(SHORT PROBLEM):
Convert the records below into a numbered list, one line per item, leaving out any blank lines.
++++ ENTRIES SHOWN
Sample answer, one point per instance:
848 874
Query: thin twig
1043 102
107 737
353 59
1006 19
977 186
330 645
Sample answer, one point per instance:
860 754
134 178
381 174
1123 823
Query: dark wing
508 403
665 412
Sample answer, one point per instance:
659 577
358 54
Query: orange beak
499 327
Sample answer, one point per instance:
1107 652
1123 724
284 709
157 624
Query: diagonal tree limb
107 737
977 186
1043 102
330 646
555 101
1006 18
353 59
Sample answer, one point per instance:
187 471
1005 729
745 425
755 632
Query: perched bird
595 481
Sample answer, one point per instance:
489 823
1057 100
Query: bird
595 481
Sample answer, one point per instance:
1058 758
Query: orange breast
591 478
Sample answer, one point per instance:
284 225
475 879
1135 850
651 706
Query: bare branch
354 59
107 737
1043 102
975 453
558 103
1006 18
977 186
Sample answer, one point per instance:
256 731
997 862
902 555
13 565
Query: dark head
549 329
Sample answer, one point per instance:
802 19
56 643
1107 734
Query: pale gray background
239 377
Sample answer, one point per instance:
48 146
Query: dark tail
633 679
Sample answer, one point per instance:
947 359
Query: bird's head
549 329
++++++++
(WRITTEN SOLUTION):
1. Sample answer, one point per instance:
2. 848 874
3. Query: thin twig
4. 1043 102
5. 107 737
6. 353 59
7. 1006 19
8. 977 186
9. 330 645
10. Sample answer, one point per instance:
11. 860 754
12. 134 178
13. 381 174
14. 1123 823
15. Query: dark wing
16. 508 403
17. 665 412
18. Sample answer, one point per instance:
19. 659 577
20. 358 54
21. Query: orange beak
22. 499 327
23. Sample answer, one point per instance:
24. 1107 652
25. 1123 724
26. 284 709
27. 157 624
28. Query: diagonal tree limb
29. 107 737
30. 977 186
31. 1043 102
32. 330 646
33. 555 101
34. 1006 18
35. 353 59
36. Sample answer, one point per instance:
37. 187 471
38. 1005 729
39. 745 425
40. 755 632
41. Query: perched bird
42. 595 481
43. Sample answer, one point per instance:
44. 489 823
45. 1057 100
46. Query: bird
47. 595 481
48. Sample answer, one point per instance:
49. 1058 758
50. Query: orange breast
51. 591 478
52. Sample answer, one point per instance:
53. 284 225
54. 475 879
55. 1135 850
56. 651 706
57. Query: bare branch
58. 354 59
59. 107 737
60. 1043 102
61. 975 453
62. 558 103
63. 1006 18
64. 977 186
65. Sample answer, one point per instance:
66. 256 731
67. 997 862
68. 902 555
69. 13 565
70. Query: dark head
71. 549 329
72. Sample answer, one point per instance:
73. 802 19
74. 56 643
75. 1107 734
76. Query: pale gray background
77. 239 377
78. Sample answer, one point per instance:
79. 48 146
80. Query: dark tail
81. 633 679
82. Sample answer, one point per instance:
83. 947 359
84. Query: bird's head
85. 549 329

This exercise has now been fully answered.